CLT has altogether different objectives to GT as it rests on diametrically opposite educational philosophy and epistemological assumptions. In fact, unlike GT, it prioritizes teaching skills rather than knowledge (Littlewood, 1994). Moreover, this approach is based on Social Constructivism, a pedagogical philosophy which aims at empowering the learners with the tools which allow one to function effectively in society (White, 1998). Consequently, in CLT L2- grammar knowledge becomes a secondary concern; language use across the four core skills of Listening, Speaking, Reading and Writing takes priority because conveying and understanding messages is what makes one get by in the real world. Thus, the teaching of Functions (e.g. expressing an opinion, apologizing, giving directions, ordering), Notions (e.g. Time, Size, Space) and of the vocabulary (words and lexical phrases) needed to express those functions and notions is the primary instructional focus. Also, since the learners will one day have to cope with the challenges that the real world will pose to them, the target functions, notions and language items are usually contextualized in situations and tasks which replicate real-life.

CLT’s epistemological premises rest on the Skill-theory postulate that language is a complex goal-orientated cognitive skill, made up of sub-skills which are acquired after extended practice (Anderson, 2000). CLT translates this postulate into its instructional practice as follows: (a) since ‘goal-orientated’ implies that language has to be used for a purpose, learning activities must have a clear and tangible communicative goal; (b) since each skill involved in language reception and production has to be automatized in order to be acquired, the CLT teacher must give learners plenty of opportunities for practicing all four skills.

CLT is also based on cognitive models of L2 acquisition which posit that declarative knowledge about the L2 and procedural knowledge (the ability to use it) are two different abilities. Thus, acquiring declarative knowledge does not automatically lead to being able to use the L2.

The emphasis on empowering the individual with skills that will render him self-reliant and the skill-theory assumption that skills must be practised frequently and meaningfully in order to be acquired are at the root of CLT’s pupil-centred orientation. Unlike GT, in fact, CLT aims at obtaining productive learning outcomes from all the students in the classroom (Littlewood, 1994). They all have to take part in the tasks-in-hand. This entails that the teacher, in order to practise speaking, must set group-work tasks which involve interpersonal negotiation of meaning; thus, the students talk to each other rather than to the teacher (as happens in the traditional L2 classroom).

Consequently, unlike the GT teacher, the CLT teacher does not spend most of the lesson at the front of the classroom. S/he sets the students communicative tasks designed to practise the target lexis, morpheme, function, phoneme, etc. and then goes around the classroom HELPING the students, FACILITATING their learning. In fact, the proponents of the CLT approach (e.g Littlewoods, 1984) reiterate – often ad nauseam –  the concept that the CLT teacher is a facilitator not a dictator of learning. In this capacity, s/he abdicates part of the responsibility for the learning to the students as they have to manage the group-work activities set.

----------

## EXERCISE INSTRUCTIONS
1/ Condense the paragraph of the CLT passage that begins "CLT’s epistemological premises rest on" into a short bulleted list that keeps its main facts.
2/ Rewrite the CLT passage from "CLT is also" to "use the L2.", using "explicit knowledge" in place of "declarative knowledge".

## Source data
----------

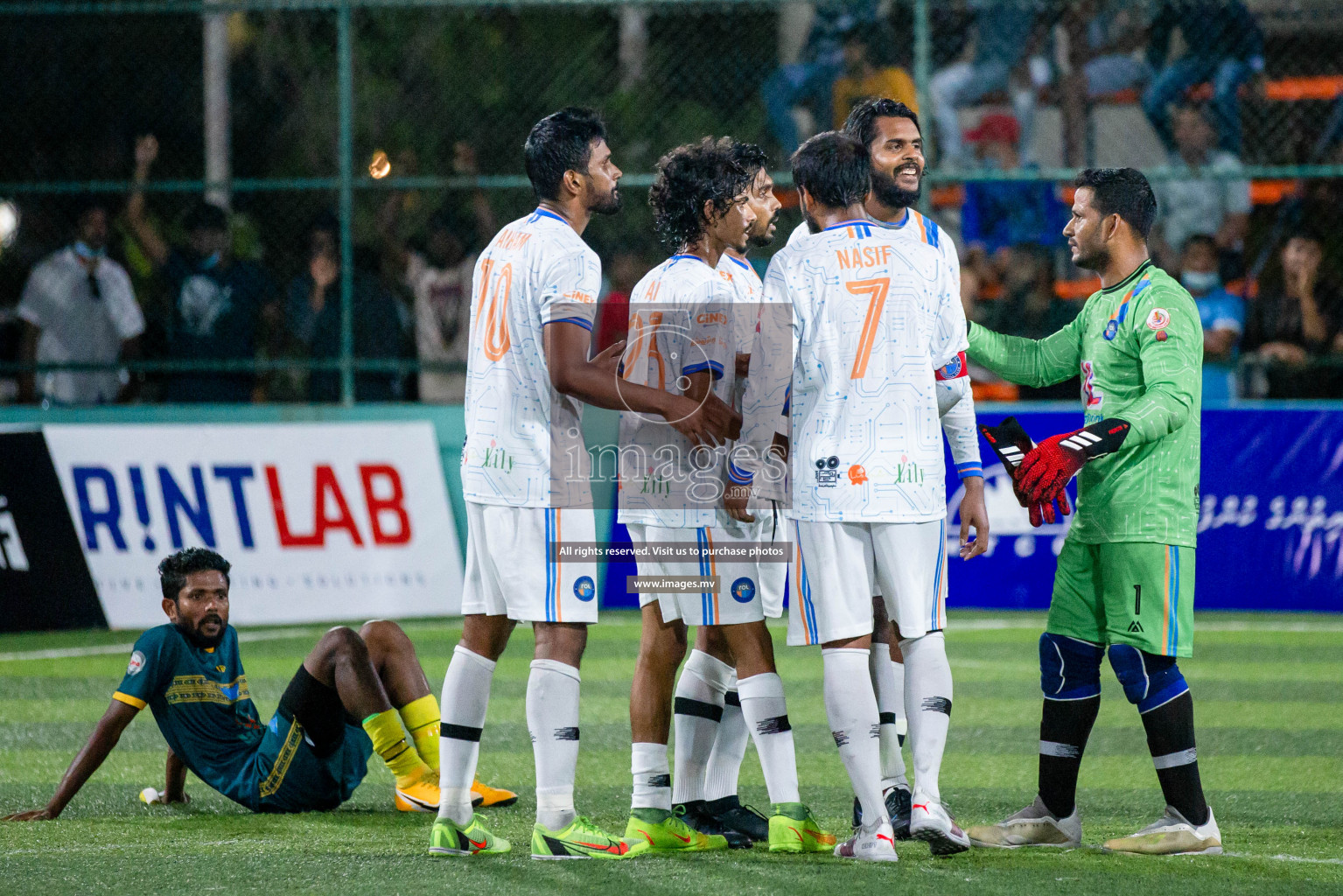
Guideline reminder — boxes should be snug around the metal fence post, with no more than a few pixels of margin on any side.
[914,0,937,215]
[336,0,354,407]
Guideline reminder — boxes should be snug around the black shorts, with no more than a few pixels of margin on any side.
[276,666,360,758]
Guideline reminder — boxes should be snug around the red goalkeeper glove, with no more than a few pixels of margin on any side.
[1014,417,1130,504]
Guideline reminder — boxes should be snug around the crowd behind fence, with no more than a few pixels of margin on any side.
[0,0,1343,403]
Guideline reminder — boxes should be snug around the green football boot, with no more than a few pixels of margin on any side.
[770,803,836,853]
[532,816,647,858]
[429,816,512,856]
[625,808,728,853]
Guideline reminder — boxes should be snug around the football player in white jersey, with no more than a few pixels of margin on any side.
[430,108,738,858]
[788,98,989,840]
[672,137,788,843]
[752,131,969,861]
[619,138,836,853]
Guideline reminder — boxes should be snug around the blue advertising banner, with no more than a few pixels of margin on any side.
[603,404,1343,612]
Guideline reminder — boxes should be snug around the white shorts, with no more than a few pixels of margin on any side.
[625,522,762,626]
[788,520,947,645]
[738,509,793,620]
[462,501,598,622]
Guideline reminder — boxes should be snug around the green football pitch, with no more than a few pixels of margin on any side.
[0,612,1343,896]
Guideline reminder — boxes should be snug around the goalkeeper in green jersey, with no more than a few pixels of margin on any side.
[969,168,1222,854]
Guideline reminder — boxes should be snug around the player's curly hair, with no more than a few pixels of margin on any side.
[718,137,770,180]
[648,137,751,251]
[158,548,233,600]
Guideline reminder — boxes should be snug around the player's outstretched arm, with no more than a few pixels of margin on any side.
[4,700,140,821]
[545,322,741,446]
[967,318,1081,388]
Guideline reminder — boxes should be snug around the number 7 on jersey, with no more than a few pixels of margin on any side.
[845,276,891,380]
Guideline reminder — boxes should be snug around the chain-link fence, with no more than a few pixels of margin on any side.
[0,0,1343,403]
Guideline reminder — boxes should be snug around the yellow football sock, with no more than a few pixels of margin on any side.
[397,693,440,775]
[362,710,430,788]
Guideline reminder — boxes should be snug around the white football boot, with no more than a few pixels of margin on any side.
[967,796,1082,849]
[1102,806,1222,856]
[909,788,969,856]
[836,821,899,863]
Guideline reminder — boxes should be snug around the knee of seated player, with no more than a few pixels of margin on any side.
[1039,632,1114,700]
[695,626,738,666]
[304,626,368,685]
[532,622,587,669]
[1109,643,1188,712]
[359,620,414,657]
[640,617,686,675]
[710,620,775,678]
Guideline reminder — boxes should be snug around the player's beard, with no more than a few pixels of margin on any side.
[592,186,620,215]
[1073,246,1109,270]
[871,165,923,208]
[746,208,783,247]
[173,617,228,648]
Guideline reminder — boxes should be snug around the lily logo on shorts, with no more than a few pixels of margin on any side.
[732,577,755,603]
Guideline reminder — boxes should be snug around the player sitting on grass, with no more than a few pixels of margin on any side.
[969,168,1222,854]
[10,548,467,821]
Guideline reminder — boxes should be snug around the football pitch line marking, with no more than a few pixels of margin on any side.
[0,628,313,662]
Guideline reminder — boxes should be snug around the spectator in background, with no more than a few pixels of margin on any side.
[592,248,648,352]
[379,143,498,404]
[284,211,402,402]
[760,0,878,158]
[961,113,1069,256]
[1143,0,1263,156]
[928,0,1049,168]
[17,196,145,404]
[126,136,276,403]
[1059,0,1152,165]
[831,28,919,130]
[1245,231,1343,397]
[1151,105,1250,279]
[1179,234,1245,402]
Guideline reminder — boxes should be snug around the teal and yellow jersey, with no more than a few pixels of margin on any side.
[967,262,1203,547]
[113,625,266,808]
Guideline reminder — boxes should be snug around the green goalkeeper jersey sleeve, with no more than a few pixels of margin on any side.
[969,255,1203,547]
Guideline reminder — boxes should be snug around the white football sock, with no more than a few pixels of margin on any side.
[630,743,672,811]
[738,672,801,803]
[899,632,951,802]
[437,645,494,825]
[527,660,582,830]
[868,640,909,791]
[821,648,889,822]
[703,675,751,802]
[672,650,733,803]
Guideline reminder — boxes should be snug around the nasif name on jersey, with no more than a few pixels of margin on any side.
[764,220,966,522]
[619,256,736,528]
[462,208,602,507]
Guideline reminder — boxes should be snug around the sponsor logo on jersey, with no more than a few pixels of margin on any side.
[732,577,755,603]
[892,454,924,485]
[1082,361,1105,411]
[481,444,513,472]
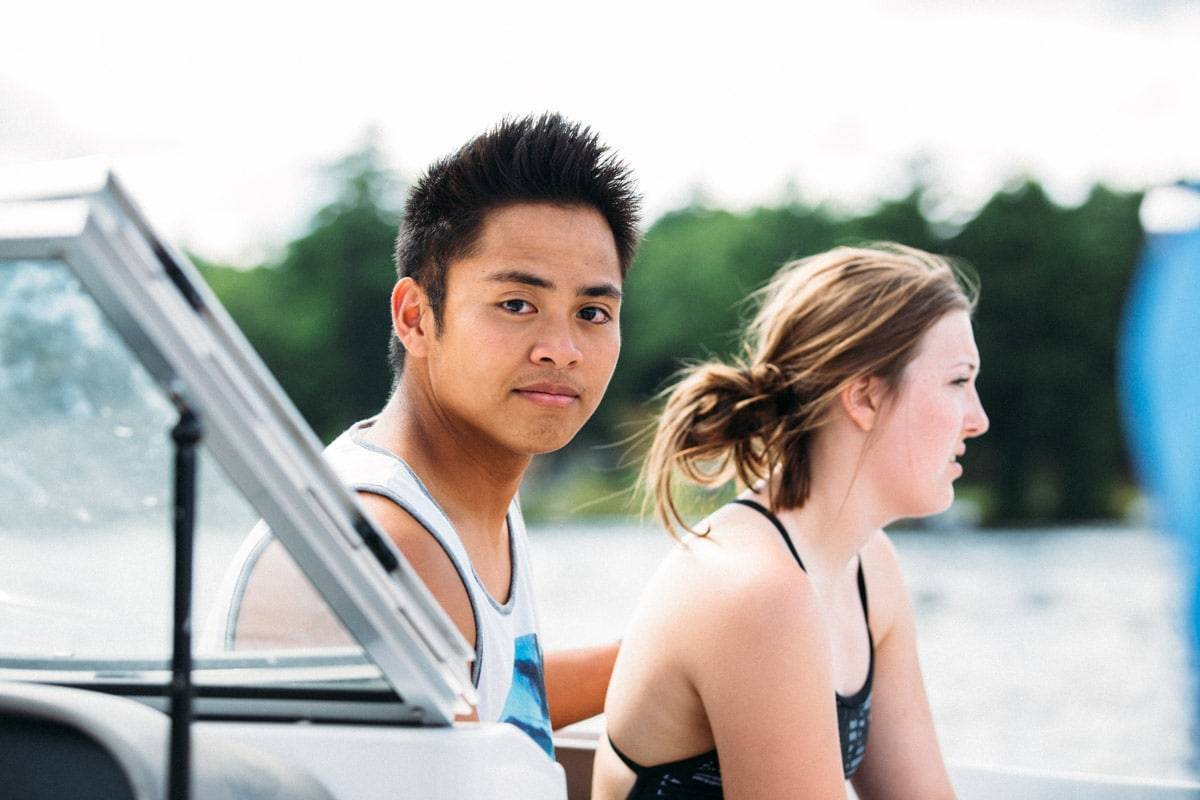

----------

## CORRECT ANSWERS
1/
- CLT rests on the Skill-theory postulate that language is a complex goal-orientated cognitive skill, made of sub-skills acquired through extended practice (Anderson, 2000).
- Because language is used for a purpose, learning activities must have a clear, tangible communicative goal.
- Because each reception and production skill must be automatized to be acquired, the teacher must give learners plenty of practice in all four skills.

2/
CLT is also based on cognitive models of L2 acquisition which posit that explicit knowledge about the L2 and procedural knowledge (the ability to use it) are two different abilities. Thus, acquiring explicit knowledge does not automatically lead to being able to use the L2.